# WHAT IS BEING ASKED
When you write out the listing, keep every word as it stands and drop the pictures.

- Opening Delimiter -

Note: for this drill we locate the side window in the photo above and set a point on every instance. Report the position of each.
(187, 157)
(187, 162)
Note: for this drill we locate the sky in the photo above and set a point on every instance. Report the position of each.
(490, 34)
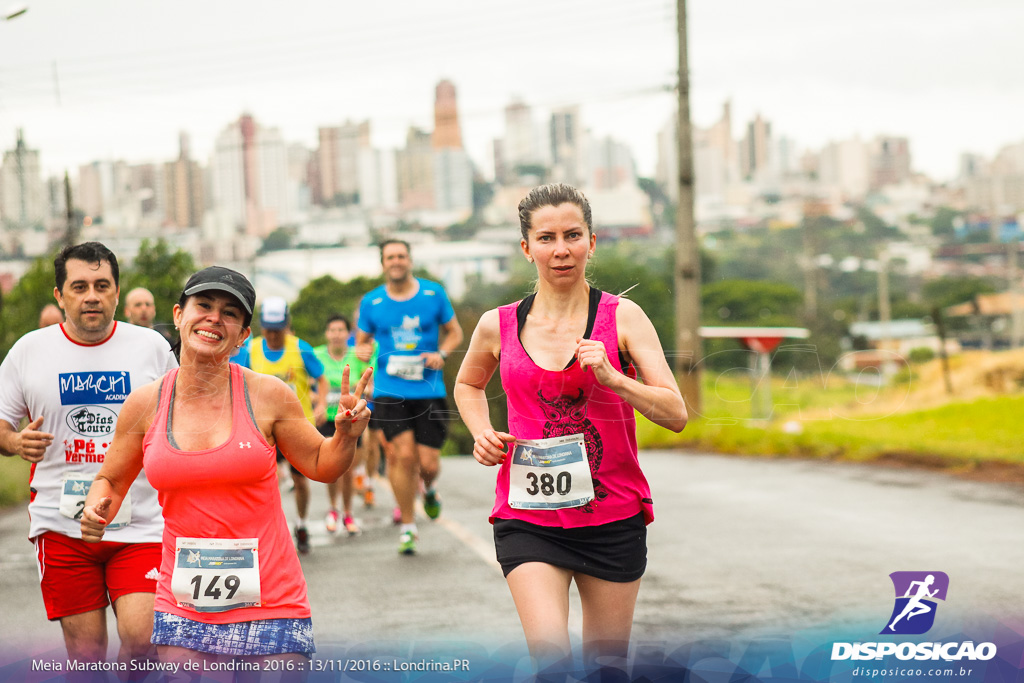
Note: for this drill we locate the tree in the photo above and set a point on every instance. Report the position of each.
(756, 303)
(19, 308)
(162, 271)
(950, 291)
(322, 298)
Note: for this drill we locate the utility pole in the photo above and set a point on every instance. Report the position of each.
(1013, 253)
(885, 308)
(71, 232)
(687, 273)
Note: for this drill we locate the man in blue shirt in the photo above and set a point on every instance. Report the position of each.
(407, 316)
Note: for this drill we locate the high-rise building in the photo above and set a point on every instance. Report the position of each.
(844, 166)
(338, 161)
(184, 188)
(756, 148)
(567, 145)
(378, 179)
(611, 164)
(890, 161)
(95, 187)
(446, 134)
(522, 139)
(23, 193)
(250, 177)
(416, 171)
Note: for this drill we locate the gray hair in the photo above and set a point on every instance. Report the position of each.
(554, 194)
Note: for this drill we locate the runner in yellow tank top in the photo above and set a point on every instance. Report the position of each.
(289, 368)
(296, 365)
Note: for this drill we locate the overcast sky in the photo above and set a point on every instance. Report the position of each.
(118, 79)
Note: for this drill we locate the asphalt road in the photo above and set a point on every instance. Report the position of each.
(740, 548)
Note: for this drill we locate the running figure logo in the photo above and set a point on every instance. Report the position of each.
(916, 593)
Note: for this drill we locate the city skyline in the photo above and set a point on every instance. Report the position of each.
(110, 80)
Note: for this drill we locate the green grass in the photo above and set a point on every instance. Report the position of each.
(837, 422)
(13, 480)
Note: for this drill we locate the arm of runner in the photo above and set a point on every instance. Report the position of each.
(364, 345)
(30, 443)
(320, 409)
(122, 463)
(313, 456)
(657, 397)
(489, 445)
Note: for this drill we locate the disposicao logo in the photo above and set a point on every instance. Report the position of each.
(916, 593)
(913, 613)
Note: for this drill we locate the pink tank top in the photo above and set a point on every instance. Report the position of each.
(224, 494)
(545, 403)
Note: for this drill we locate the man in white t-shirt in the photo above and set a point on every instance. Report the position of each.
(70, 380)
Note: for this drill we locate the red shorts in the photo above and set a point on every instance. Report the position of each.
(77, 577)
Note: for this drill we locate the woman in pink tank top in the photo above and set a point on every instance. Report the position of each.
(230, 585)
(571, 503)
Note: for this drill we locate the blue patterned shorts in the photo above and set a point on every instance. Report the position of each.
(269, 636)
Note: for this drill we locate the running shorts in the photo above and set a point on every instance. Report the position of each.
(426, 417)
(616, 551)
(77, 577)
(266, 636)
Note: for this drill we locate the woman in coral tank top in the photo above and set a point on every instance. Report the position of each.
(571, 502)
(229, 586)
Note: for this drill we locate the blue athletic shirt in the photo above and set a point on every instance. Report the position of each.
(406, 329)
(313, 366)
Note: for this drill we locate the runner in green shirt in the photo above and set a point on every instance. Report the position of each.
(335, 354)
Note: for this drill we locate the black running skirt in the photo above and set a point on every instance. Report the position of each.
(616, 551)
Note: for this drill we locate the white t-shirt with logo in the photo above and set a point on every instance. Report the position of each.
(79, 391)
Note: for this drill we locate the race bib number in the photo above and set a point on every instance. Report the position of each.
(76, 487)
(404, 367)
(216, 574)
(550, 474)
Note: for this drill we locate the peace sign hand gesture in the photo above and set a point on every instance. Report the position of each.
(352, 412)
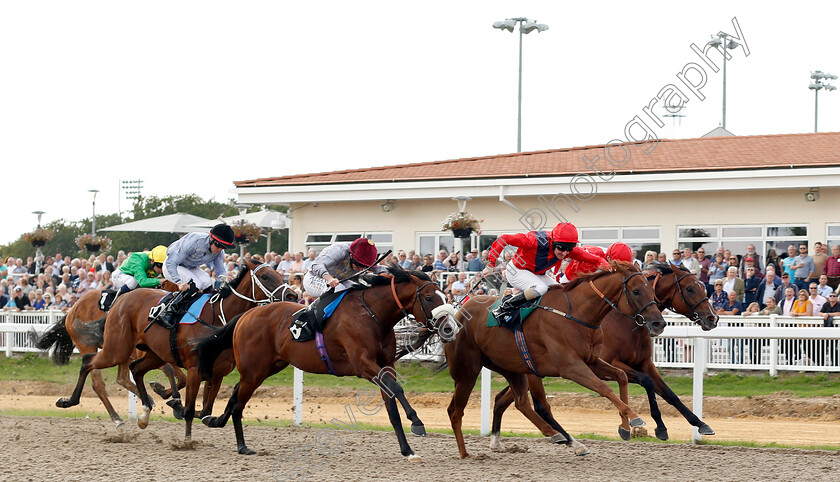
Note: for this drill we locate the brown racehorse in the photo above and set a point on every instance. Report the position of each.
(561, 343)
(126, 325)
(85, 316)
(630, 349)
(359, 340)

- Closing Delimiter -

# ANSWER SECTION
Note: for this drill we locate the side window in the photo above and set a point on every instance. Report the position of each.
(187, 157)
(187, 162)
Note: for this drill we locate the sky in the photo above and set a point on every instance. Report the position of each.
(490, 34)
Note: for this drill we locate the tree in the photo above and set a point on every instance. Report the position of each.
(756, 303)
(19, 308)
(162, 271)
(950, 291)
(322, 298)
Note: for this drill we locate the utility pole in the photo above and set a point on every instance. Report the position of each.
(1013, 253)
(885, 308)
(71, 232)
(687, 273)
Note: for this drill we locate the man in blue shirt in the photo above and set a point on every instance. Report the position of each.
(407, 316)
Note: for this drill we locate the high-rise building in the photo above and set a point on every instance. Report the position of each.
(844, 166)
(338, 161)
(184, 188)
(756, 148)
(567, 145)
(378, 179)
(611, 164)
(890, 161)
(95, 187)
(446, 134)
(522, 139)
(23, 193)
(250, 177)
(416, 171)
Note: for this drill we locate the gray hair in the photo above and set a point on every instance. Report the position of each.
(554, 194)
Note: for this drill we locate the runner in yellow tank top in the photo above and set a point on every instance. Report the position of each.
(289, 368)
(296, 365)
Note: for this drill we locate the overcast sky in the photo above and set a point on every instance. Report the position of each.
(118, 79)
Note: for this drill we locate the asphalt road in the photo above and set a point on every instance. Report the position of each.
(740, 548)
Note: for this drill we locate the running figure logo in the photo above and set a point on every instance. Report the position of each.
(916, 593)
Note: for this drill we locate the city skyline in the photo above and set a point on every instance. Report the position of each.
(110, 80)
Note: for this drill we locate the green grass in the photo above and set a point on every instance. Report the position of each.
(837, 422)
(13, 480)
Note: for this drill we locate the arm of runner in the photo above and set a point on every instance. Report the position of each.
(364, 345)
(30, 443)
(320, 409)
(122, 463)
(313, 456)
(657, 397)
(489, 445)
Note: for this drill we locate the disposicao logo in the photo above and set a point on every instance. Report the position of each.
(916, 593)
(913, 613)
Note: for this drill we locate the pink tank top in the photo above and set a point on every instance. Report the position of each.
(224, 494)
(545, 403)
Note: for this drill we locate the man in white t-shirt in the photo above and set a point on every instance. Report the position of each.
(70, 380)
Note: for this drill we locate the red shorts in the photo above and set a point on every instance. Report the position of each.
(77, 577)
Note: for this drill we locate the woman in pink tank top in the photo above and set a point on every instance. Report the position of each.
(230, 585)
(571, 503)
Note: for this drill we locate the blue patterned shorts in the photo above and set a point on every instance. Report the position of each.
(269, 636)
Note: for this drill we locate the running shorts in the photo above and set a point on every instance. Report the position of each.
(426, 417)
(616, 551)
(77, 577)
(266, 636)
Note: for this drill we locate the woman in coral tank top in the photo above and set a point on every instance. Report the position of each.
(571, 502)
(229, 586)
Note: for this drill we locate the blue athletic shirt in the photo above and set a point on every instance. Report the position of each.
(406, 329)
(313, 366)
Note: for this drill we locate the runner in green shirt in the photo above and set a point on every instance. Report the position of each.
(335, 354)
Note: for this drill we locate the black running skirt in the photo above and set a point on every instance. Report the position of each.
(616, 551)
Note: for this drill we locate the white t-shirt with logo in the photo above and set a point on every instance. Report the position of each.
(79, 391)
Note: for this drill we locate the race bib number in the photo above and set a point on every instance. Report the position of each.
(76, 487)
(404, 367)
(216, 574)
(550, 474)
Note: for this drill we locate the peace sign hand gesture in the photo above and set a point on every instance. Report the position of each.
(352, 412)
Note: for this drill we locate the brown racehorse in the photo above and set a point on every instance. Report the position of each.
(561, 343)
(126, 325)
(85, 316)
(630, 349)
(359, 340)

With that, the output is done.